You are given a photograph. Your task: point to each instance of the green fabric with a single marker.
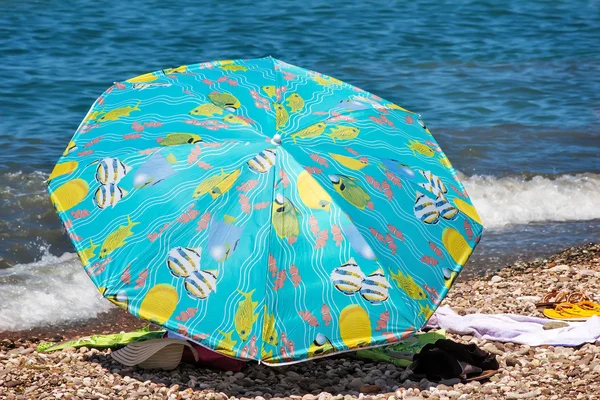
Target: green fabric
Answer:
(401, 353)
(103, 341)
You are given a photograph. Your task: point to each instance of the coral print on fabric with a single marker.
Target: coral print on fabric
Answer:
(263, 210)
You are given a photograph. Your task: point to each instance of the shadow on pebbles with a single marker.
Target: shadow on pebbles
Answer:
(543, 372)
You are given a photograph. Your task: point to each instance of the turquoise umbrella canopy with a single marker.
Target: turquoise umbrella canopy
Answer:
(263, 210)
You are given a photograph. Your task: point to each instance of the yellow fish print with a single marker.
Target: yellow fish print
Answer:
(468, 210)
(426, 311)
(312, 193)
(114, 115)
(120, 299)
(322, 81)
(63, 169)
(444, 161)
(234, 119)
(86, 254)
(456, 245)
(178, 138)
(245, 317)
(159, 303)
(349, 162)
(284, 217)
(355, 326)
(149, 77)
(179, 70)
(342, 132)
(281, 115)
(217, 185)
(69, 194)
(295, 102)
(449, 277)
(408, 284)
(116, 238)
(271, 91)
(94, 115)
(226, 344)
(207, 110)
(420, 148)
(233, 68)
(320, 346)
(269, 331)
(312, 131)
(350, 190)
(225, 100)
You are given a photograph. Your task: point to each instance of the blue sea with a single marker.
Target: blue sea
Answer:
(510, 89)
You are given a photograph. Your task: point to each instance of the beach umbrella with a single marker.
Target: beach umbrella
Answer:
(263, 210)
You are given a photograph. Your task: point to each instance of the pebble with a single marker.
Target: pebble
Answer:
(547, 372)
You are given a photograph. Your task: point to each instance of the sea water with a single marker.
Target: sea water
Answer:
(509, 89)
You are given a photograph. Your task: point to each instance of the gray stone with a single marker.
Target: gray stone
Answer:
(356, 383)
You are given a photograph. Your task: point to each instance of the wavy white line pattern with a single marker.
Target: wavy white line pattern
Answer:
(340, 192)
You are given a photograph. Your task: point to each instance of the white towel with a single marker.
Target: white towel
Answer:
(515, 328)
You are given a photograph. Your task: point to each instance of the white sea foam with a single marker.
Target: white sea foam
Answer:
(56, 289)
(512, 200)
(49, 291)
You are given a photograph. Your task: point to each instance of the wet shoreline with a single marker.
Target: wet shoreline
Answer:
(543, 372)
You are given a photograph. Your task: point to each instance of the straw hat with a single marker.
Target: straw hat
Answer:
(157, 353)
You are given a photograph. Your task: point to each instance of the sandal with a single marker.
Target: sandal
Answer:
(590, 306)
(555, 297)
(569, 312)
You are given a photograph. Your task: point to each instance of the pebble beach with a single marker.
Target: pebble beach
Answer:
(543, 372)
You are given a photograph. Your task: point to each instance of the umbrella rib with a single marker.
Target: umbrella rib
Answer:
(270, 244)
(343, 209)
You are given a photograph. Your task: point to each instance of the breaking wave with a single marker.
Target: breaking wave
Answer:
(521, 200)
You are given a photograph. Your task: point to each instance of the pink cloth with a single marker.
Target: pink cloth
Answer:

(Problem to solve) Reproduce word for word the lines from the one containing "rib with a single marker." through the final line, including both.

(Task output)
You are given a photograph. Your task: point to each instance of the umbrella rib with a single marker.
Target: umbrella rib
Answer:
(270, 244)
(343, 209)
You are given a photograph. Your task: point to each instance of the breaking wave with a single marker.
Target: breaking wave
Answer:
(521, 200)
You are given a photograph. Your task: point to each instance of the pink cloth with a single marker.
Target: pink cloth
Answer:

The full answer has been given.